TASK DESCRIPTION:
Only the lines containing "sneaker" should appear in the answer, copied from the listing below.

SUPPLIED ENTRIES:
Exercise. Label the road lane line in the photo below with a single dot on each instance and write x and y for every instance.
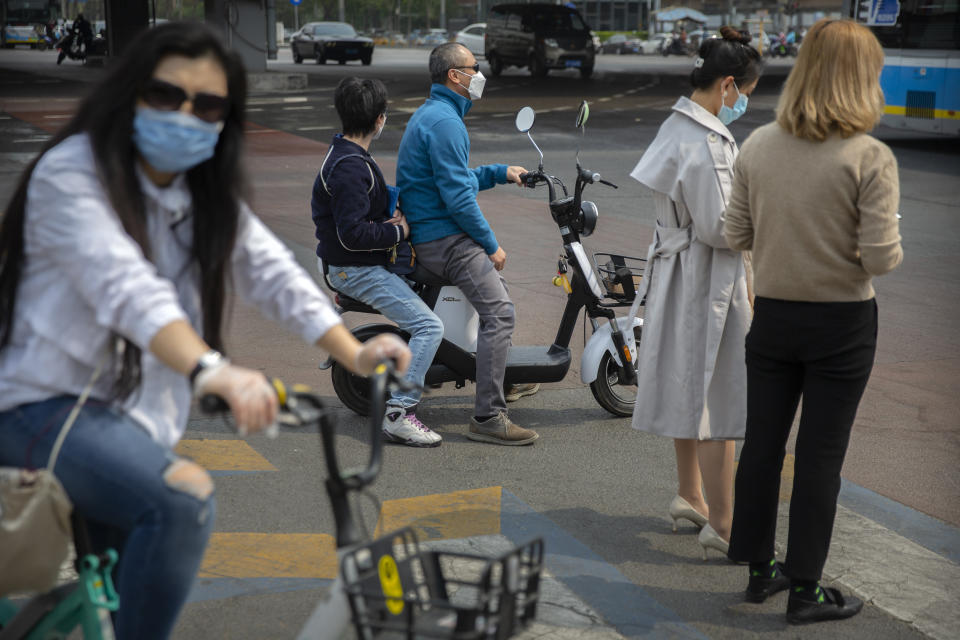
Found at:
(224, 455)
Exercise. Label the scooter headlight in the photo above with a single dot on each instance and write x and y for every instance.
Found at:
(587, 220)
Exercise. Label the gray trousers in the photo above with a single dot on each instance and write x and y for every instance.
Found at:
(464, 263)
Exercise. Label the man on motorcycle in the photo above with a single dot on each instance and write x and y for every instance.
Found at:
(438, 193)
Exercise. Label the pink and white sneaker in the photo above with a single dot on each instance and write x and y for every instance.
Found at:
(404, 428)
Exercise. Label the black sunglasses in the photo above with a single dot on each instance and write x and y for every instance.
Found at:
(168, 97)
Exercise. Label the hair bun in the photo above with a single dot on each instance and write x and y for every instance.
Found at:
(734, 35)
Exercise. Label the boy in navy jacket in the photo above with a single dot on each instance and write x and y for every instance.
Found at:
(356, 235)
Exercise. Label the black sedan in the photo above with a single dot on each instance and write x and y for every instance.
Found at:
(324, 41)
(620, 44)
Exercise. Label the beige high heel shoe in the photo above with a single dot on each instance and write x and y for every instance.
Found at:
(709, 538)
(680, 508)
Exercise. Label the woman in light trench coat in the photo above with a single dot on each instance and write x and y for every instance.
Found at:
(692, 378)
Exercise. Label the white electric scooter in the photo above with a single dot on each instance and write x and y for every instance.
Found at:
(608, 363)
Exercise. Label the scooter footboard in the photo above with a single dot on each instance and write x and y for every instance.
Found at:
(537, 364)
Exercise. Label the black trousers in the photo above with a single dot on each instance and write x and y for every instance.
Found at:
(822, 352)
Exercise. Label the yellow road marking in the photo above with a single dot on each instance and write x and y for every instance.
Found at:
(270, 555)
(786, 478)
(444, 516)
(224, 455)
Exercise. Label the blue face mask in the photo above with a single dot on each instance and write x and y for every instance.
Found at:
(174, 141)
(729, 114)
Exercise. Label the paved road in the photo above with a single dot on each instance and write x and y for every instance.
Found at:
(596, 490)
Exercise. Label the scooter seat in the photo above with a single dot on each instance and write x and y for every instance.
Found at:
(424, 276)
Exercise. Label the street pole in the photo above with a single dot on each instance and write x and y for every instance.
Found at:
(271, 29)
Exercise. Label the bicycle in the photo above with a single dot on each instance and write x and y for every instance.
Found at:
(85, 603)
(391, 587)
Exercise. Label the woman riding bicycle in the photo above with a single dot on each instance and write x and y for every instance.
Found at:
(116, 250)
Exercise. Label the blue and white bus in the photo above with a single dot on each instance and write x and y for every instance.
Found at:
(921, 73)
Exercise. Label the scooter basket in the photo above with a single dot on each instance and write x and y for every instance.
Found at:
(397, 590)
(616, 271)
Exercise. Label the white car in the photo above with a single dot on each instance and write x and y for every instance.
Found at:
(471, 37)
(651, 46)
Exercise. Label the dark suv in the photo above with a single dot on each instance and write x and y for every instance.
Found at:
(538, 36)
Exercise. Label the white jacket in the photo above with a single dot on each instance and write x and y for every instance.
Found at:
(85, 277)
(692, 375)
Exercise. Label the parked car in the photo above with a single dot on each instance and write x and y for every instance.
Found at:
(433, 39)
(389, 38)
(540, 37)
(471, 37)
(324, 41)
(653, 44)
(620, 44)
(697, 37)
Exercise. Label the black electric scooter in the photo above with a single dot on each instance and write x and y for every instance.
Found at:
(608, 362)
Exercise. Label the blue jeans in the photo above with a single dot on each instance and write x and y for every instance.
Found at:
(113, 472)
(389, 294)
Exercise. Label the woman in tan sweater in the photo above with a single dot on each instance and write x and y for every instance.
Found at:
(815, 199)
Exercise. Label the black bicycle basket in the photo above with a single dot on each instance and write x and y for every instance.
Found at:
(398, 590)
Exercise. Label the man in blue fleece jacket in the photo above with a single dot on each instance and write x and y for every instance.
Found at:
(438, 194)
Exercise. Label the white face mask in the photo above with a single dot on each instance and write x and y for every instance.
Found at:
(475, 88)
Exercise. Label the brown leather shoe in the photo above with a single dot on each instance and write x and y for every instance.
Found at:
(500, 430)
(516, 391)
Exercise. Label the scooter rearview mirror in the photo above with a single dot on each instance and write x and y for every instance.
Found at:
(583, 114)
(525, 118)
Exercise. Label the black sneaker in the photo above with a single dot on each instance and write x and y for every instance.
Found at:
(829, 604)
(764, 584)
* * *
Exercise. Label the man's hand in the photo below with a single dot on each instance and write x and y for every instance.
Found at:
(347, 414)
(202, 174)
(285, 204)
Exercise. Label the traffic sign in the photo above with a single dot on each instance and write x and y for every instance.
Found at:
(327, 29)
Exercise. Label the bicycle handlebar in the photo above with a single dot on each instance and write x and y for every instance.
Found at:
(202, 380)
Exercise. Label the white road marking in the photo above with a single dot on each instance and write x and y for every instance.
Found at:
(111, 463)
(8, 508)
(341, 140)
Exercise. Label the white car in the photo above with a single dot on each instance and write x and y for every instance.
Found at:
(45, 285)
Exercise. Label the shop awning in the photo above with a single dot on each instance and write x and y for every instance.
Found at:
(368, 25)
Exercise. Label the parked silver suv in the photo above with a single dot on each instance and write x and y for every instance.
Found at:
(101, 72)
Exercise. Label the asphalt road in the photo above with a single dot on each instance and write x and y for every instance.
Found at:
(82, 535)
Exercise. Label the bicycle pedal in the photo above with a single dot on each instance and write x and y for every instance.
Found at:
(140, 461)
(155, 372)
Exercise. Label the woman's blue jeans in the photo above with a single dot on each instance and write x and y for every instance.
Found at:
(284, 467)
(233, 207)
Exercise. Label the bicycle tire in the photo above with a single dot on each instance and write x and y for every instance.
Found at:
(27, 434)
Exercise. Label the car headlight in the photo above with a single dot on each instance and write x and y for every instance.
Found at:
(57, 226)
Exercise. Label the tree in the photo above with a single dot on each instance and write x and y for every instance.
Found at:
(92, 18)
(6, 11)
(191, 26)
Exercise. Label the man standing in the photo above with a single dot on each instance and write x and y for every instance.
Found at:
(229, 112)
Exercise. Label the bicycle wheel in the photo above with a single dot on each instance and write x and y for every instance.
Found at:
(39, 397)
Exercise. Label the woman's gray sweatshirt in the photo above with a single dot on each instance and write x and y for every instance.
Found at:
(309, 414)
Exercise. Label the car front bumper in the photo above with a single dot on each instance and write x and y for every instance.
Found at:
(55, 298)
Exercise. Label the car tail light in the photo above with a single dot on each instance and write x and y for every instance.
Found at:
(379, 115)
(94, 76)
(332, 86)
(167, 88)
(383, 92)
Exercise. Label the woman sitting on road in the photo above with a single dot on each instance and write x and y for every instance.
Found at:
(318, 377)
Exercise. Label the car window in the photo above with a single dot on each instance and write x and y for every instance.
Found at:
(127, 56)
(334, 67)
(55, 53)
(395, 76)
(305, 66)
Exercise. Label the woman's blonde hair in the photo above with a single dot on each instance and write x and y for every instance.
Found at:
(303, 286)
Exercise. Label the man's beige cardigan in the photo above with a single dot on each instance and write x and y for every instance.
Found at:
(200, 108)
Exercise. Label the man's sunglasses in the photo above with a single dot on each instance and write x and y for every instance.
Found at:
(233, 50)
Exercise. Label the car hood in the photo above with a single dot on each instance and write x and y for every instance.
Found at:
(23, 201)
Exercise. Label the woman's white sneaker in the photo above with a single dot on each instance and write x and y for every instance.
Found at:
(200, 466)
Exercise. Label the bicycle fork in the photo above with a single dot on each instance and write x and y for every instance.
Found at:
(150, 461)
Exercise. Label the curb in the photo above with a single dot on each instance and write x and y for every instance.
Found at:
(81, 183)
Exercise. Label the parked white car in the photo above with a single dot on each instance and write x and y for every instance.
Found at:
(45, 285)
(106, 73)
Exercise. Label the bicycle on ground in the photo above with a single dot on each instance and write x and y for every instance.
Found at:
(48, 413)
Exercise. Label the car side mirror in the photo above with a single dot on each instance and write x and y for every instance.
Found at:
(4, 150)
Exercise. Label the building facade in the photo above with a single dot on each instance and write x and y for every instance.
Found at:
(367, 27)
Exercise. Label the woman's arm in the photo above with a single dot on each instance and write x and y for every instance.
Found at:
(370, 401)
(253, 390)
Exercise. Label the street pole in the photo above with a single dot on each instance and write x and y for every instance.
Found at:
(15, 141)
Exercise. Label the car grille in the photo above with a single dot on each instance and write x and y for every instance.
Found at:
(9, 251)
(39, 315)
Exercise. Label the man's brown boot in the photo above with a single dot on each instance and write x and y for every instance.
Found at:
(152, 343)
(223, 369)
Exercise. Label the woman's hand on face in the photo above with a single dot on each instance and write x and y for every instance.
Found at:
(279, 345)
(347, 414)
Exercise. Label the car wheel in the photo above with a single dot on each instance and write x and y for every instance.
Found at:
--
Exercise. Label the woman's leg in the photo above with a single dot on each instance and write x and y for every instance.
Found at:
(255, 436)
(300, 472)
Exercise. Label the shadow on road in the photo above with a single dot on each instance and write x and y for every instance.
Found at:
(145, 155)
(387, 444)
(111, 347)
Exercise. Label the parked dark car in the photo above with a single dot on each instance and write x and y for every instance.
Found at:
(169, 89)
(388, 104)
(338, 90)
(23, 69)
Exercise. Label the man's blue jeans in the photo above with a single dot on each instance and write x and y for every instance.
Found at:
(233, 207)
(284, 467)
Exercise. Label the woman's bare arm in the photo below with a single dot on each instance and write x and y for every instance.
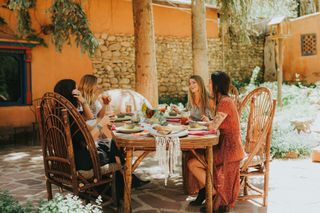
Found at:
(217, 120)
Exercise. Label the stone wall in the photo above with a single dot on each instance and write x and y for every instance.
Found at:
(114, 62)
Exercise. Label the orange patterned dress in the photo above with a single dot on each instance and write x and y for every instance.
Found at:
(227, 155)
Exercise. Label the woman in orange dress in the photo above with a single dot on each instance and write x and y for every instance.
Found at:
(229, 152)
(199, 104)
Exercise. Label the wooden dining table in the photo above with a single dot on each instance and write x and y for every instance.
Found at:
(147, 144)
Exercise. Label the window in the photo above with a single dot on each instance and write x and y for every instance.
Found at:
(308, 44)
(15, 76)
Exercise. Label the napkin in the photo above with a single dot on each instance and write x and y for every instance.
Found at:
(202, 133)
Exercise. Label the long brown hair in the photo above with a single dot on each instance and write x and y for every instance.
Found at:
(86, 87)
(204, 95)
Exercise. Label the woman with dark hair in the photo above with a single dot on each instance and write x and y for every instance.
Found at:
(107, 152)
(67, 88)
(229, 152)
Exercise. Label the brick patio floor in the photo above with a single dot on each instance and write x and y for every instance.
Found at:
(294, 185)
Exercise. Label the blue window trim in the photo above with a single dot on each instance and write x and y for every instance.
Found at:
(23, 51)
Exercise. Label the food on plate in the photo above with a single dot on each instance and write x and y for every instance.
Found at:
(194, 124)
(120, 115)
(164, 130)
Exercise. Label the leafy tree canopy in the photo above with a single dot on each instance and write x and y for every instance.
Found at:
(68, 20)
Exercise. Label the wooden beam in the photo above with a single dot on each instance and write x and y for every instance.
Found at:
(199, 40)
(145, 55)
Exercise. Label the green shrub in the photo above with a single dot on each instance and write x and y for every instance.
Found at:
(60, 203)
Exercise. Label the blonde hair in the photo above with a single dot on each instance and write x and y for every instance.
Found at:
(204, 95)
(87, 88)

COMPLETED TASK:
Exercise. Label the pink and white sneaker in the photo above with a single dot on each instance and write x and y for every instance.
Exercise. Label the black sneaker in the photo above with a single dot on each instance and write x and y for every instance.
Exercise. Label the woman's white sneaker in the photo above with a single dot on each instance and write x and y for every instance.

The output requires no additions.